## Begin PASSAGE GIVEN
Unless otherwise stated herein, the Original Schedule 13D remains in full force and effect. Capitalized terms used in this Amendment No. 2 and not otherwise defined shall have the same meanings ascribed to them in the Original Schedule 13D.
Item 2. | Identity and Background |
(a) – (c) This statement is being filed by Conrent Invest S.A. (“Conrent”) acting in the name and on behalf of its compartment “Track-PPN” (the “Reporting Person”). The Reporting Person is a compartment of Conrent, a public company with limited liability incorporated as a “societé anonyme” under the laws of the Grand Duchy of Luxembourg whose principal business is being a securitization vehicle for certain securitization transactions. A compartment under Luxembourg law represents a distinct part of the assets and liabilities of a company but is itself not a legal entity. Compartmentalization allows for the segregation of assets and liabilities between compartments where the rights of recourse of investors and creditors are limited to the assets of the relevant compartment. The Reporting Person’s principal business address is 2, Rue des Gaulois, L-1618 Luxembourg (Luxembourg).
## End PASSAGE GIVEN
## Begin PROVIDED ENTRIES
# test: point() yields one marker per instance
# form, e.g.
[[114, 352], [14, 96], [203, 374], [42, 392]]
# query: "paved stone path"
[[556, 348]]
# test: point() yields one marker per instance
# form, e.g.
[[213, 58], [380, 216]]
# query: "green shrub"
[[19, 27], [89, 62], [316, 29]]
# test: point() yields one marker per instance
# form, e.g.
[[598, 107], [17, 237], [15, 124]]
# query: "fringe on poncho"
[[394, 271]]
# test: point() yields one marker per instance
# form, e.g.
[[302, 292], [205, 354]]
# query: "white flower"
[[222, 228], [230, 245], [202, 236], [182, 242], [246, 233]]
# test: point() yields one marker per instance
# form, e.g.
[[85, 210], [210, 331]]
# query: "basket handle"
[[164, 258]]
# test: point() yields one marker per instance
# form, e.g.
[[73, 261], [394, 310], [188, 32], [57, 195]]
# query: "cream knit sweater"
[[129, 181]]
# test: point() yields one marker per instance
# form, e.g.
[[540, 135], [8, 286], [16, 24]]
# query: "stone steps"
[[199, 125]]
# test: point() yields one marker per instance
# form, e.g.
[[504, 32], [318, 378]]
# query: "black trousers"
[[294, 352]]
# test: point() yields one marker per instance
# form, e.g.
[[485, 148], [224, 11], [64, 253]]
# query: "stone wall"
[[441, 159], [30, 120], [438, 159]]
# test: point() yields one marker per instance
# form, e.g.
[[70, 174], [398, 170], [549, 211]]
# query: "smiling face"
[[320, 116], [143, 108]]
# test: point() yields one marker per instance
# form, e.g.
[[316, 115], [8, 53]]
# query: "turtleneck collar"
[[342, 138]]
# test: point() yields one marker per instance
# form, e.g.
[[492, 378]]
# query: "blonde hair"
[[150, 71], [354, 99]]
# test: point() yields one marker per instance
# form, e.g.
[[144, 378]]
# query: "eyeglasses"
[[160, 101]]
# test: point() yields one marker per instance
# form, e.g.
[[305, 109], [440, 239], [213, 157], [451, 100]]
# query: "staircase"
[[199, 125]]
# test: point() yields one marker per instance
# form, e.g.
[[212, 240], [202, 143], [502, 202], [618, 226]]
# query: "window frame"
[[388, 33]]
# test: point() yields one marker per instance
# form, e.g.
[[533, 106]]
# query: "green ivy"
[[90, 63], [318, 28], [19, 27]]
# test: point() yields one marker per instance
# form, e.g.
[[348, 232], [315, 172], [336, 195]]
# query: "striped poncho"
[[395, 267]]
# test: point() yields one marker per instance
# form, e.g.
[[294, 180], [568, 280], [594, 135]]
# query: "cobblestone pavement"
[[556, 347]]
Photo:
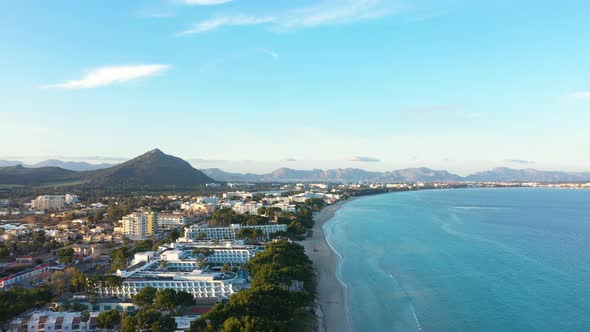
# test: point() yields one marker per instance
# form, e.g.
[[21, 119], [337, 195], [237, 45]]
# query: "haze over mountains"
[[421, 174], [156, 168], [153, 168]]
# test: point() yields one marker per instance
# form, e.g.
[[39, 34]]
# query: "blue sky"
[[254, 85]]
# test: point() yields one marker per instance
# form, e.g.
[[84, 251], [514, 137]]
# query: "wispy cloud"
[[215, 23], [271, 53], [324, 13], [204, 2], [429, 109], [364, 159], [519, 161], [111, 75], [155, 14], [581, 95]]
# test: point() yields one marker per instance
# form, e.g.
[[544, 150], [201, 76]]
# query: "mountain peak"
[[152, 168]]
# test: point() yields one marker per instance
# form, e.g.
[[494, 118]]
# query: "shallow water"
[[466, 260]]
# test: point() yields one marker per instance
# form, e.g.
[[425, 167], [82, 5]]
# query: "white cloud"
[[271, 53], [327, 12], [336, 12], [205, 2], [110, 75], [581, 94], [218, 22]]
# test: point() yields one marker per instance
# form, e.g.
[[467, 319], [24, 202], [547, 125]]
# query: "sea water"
[[466, 260]]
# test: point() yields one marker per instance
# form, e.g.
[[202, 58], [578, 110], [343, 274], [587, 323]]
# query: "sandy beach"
[[331, 297]]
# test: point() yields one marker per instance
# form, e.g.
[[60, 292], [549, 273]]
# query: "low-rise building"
[[196, 232], [39, 321], [171, 220]]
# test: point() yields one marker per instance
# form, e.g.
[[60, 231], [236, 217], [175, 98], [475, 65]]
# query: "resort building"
[[196, 232], [171, 220], [48, 202], [40, 321], [23, 276], [250, 208], [71, 199], [152, 223], [204, 286], [135, 226]]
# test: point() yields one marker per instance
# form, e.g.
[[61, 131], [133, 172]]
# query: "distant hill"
[[422, 174], [31, 176], [6, 163], [153, 168], [156, 168], [78, 166], [337, 175]]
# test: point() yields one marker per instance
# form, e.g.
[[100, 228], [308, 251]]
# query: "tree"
[[79, 282], [165, 299], [39, 237], [85, 316], [143, 245], [119, 257], [128, 323], [295, 228], [145, 318], [167, 324], [65, 255], [4, 252], [60, 280], [145, 296], [108, 319], [183, 298]]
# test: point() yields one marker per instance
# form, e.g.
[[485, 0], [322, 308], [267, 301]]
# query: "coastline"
[[331, 310]]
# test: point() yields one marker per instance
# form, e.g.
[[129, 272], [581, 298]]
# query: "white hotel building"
[[181, 273], [171, 220], [135, 226], [229, 233]]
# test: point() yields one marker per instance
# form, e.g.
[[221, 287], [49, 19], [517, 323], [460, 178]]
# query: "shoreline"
[[331, 303]]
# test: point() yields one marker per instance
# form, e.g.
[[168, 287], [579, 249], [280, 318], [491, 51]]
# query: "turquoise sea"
[[466, 260]]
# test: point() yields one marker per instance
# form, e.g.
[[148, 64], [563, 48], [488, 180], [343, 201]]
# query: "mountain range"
[[156, 168], [422, 174], [153, 168], [78, 166]]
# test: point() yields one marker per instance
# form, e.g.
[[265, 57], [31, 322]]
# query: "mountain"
[[509, 174], [69, 165], [78, 166], [153, 168], [347, 175], [6, 163], [31, 176], [422, 174]]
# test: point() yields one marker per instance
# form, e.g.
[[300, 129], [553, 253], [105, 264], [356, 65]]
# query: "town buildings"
[[195, 232], [177, 268], [48, 321], [135, 226], [48, 202]]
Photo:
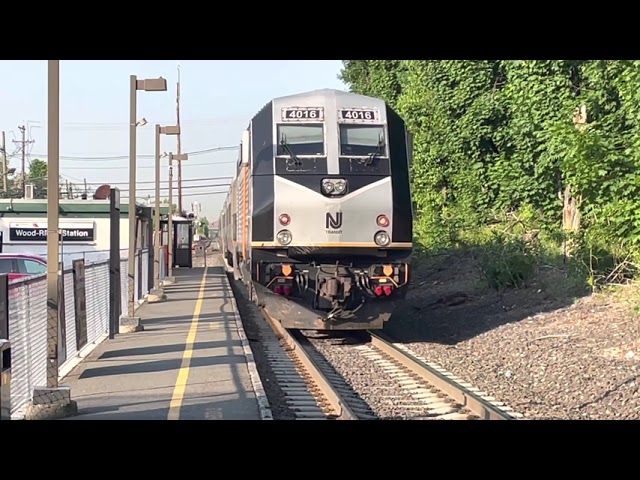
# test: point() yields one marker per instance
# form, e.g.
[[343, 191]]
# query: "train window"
[[300, 139], [362, 140]]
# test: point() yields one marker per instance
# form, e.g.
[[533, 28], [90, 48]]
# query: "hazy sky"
[[217, 100]]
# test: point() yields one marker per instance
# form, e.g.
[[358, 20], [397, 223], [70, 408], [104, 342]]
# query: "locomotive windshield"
[[294, 140], [362, 140]]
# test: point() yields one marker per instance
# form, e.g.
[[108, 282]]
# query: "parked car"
[[20, 265]]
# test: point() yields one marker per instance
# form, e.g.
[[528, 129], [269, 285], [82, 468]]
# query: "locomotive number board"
[[358, 115], [296, 114]]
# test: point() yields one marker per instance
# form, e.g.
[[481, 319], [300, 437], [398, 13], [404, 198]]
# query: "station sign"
[[36, 232]]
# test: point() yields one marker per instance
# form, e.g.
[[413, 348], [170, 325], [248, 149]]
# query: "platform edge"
[[256, 382]]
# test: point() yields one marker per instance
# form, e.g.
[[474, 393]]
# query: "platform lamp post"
[[179, 157], [157, 291], [52, 401], [130, 323]]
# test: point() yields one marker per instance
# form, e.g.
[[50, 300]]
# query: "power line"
[[163, 181], [223, 192], [126, 157], [152, 189], [186, 164]]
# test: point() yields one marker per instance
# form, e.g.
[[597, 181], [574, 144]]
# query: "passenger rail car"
[[318, 221]]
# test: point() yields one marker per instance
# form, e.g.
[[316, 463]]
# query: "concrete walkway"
[[187, 364]]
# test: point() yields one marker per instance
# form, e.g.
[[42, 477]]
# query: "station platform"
[[191, 362]]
## End PROVIDED ENTRIES
• **EXERCISES TO COMPLETE**
**1)** Reproduce the Schedule 13D amendment passage in full, word for word.
**2)** Report each line of the listing that contains the string "locomotive", matching case exactly.

• **PER-TASK OUTPUTS**
**1)**
Unless otherwise stated herein, the Original Schedule 13D remains in full force and effect. Capitalized terms used in this Amendment No. 2 and not otherwise defined shall have the same meanings ascribed to them in the Original Schedule 13D.
Item 2. | Identity and Background |
(a) – (c) This statement is being filed by Conrent Invest S.A. (“Conrent”) acting in the name and on behalf of its compartment “Track-PPN” (the “Reporting Person”). The Reporting Person is a compartment of Conrent, a public company with limited liability incorporated as a “societé anonyme” under the laws of the Grand Duchy of Luxembourg whose principal business is being a securitization vehicle for certain securitization transactions. A compartment under Luxembourg law represents a distinct part of the assets and liabilities of a company but is itself not a legal entity. Compartmentalization allows for the segregation of assets and liabilities between compartments where the rights of recourse of investors and creditors are limited to the assets of the relevant compartment. The Reporting Person’s principal business address is 2, Rue des Gaulois, L-1618 Luxembourg (Luxembourg).

**2)**
# query: "locomotive windshield"
# query: "locomotive number board"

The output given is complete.